Required work - Identify every line in the rows below that contains the string "instance" and copy each such line. The match is case-sensitive.

A data block

========

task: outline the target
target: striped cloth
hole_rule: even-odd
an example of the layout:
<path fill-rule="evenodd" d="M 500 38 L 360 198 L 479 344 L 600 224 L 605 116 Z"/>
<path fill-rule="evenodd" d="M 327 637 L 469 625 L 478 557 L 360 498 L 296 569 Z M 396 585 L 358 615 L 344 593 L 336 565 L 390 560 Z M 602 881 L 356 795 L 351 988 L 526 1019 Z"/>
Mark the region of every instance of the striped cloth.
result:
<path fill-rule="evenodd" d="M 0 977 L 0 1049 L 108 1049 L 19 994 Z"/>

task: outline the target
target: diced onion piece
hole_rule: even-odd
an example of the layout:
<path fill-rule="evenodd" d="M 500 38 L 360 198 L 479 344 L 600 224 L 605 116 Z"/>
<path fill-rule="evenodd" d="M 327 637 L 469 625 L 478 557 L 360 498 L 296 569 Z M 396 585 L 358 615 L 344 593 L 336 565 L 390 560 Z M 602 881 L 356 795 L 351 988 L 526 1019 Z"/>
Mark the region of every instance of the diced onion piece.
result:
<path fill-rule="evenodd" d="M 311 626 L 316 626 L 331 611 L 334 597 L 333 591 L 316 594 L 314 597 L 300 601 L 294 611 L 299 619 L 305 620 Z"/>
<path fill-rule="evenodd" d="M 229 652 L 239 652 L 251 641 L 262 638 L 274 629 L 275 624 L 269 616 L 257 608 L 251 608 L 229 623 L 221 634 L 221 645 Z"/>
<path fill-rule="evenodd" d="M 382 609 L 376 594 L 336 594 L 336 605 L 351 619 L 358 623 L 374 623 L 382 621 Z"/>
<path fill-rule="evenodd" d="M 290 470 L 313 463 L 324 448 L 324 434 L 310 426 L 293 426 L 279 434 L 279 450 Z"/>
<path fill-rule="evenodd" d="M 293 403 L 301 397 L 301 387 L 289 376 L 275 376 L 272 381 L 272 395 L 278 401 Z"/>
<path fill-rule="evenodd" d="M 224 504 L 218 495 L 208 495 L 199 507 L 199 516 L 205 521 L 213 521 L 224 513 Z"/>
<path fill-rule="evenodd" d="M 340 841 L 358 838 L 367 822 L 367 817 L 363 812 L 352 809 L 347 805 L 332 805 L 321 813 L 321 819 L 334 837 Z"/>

========

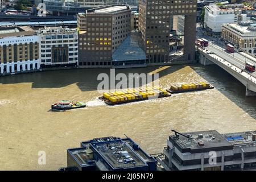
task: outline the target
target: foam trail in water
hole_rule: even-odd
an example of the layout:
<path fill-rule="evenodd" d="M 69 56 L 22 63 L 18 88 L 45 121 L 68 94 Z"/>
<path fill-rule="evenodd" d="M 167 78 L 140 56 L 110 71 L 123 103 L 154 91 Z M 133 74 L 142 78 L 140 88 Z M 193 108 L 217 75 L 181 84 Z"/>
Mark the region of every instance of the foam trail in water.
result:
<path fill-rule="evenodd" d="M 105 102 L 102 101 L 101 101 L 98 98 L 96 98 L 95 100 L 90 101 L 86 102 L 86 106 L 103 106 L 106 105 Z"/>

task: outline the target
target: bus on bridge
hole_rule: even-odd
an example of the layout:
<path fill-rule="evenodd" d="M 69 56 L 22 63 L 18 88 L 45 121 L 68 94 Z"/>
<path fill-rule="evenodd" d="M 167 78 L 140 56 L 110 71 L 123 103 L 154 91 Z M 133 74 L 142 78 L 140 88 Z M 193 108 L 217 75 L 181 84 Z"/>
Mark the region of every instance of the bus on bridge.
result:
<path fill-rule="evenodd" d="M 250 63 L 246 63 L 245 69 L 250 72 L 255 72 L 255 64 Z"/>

========

Correct output -
Mark the region of every instance of the striped cloth.
Mark the region of every instance of the diced onion piece.
Mark the region of every instance of the foam trail in water.
Mark the region of every instance of the bus on bridge.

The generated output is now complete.